* **Objective**: Render every line of the rows below as a Markdown table with two columns, No. and Line. Skip blank lines, and leave out the pictures.

----- Entries supplied -----

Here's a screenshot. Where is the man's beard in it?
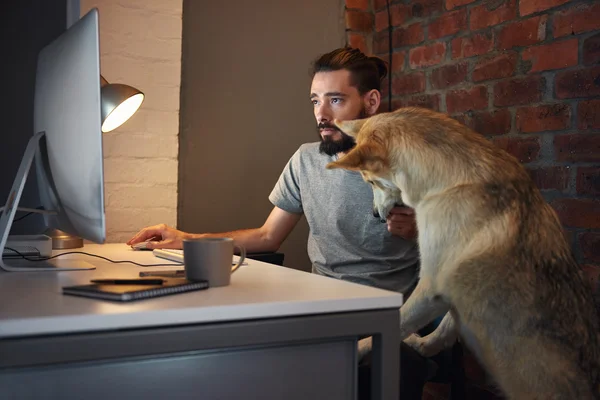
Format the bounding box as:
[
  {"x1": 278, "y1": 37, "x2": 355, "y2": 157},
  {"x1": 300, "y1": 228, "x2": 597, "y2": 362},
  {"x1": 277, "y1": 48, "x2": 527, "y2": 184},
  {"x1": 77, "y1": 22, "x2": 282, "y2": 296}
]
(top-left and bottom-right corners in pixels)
[{"x1": 317, "y1": 107, "x2": 368, "y2": 156}]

-----

* **The output**:
| No. | Line |
|---|---|
| 1 | Here's a screenshot. Where is the man's beard in it? |
| 2 | Format the bounding box as: |
| 3 | [ |
| 4 |   {"x1": 278, "y1": 37, "x2": 355, "y2": 157}, |
| 5 |   {"x1": 300, "y1": 228, "x2": 597, "y2": 362}, |
| 6 |   {"x1": 277, "y1": 48, "x2": 527, "y2": 184}, |
| 7 |   {"x1": 77, "y1": 22, "x2": 282, "y2": 296} |
| 8 | ] |
| 9 | (top-left and bottom-right corners in pixels) |
| 10 | [{"x1": 317, "y1": 107, "x2": 368, "y2": 156}] |